WORK ITEM: Would you restate every entry that follows, word for word, and leave out the pictures?

EXERCISE DATA:

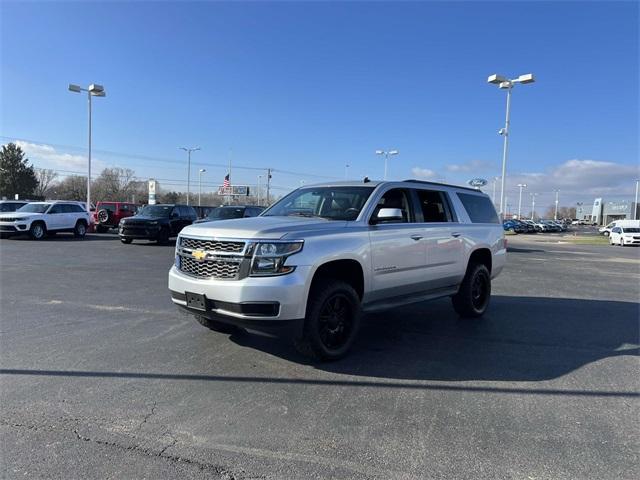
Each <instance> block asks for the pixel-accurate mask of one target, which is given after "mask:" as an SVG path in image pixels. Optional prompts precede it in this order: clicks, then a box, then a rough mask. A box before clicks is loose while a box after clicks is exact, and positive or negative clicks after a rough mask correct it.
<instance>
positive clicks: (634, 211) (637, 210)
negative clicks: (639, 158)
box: [633, 178, 640, 220]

TASK ANSWER:
Each <instance> block asks for the pixel-accurate mask of one target, which is given after "mask:" as an SVG path in image pixels. Optional prompts precede it in this order: clicks, then a box, then a rough mask. A box before clicks is loose while a box after clicks is exact, and positive or negative clicks after a rough mask correct it.
<instance>
positive clicks: (634, 211) (637, 210)
negative clicks: (639, 158)
box: [633, 178, 640, 220]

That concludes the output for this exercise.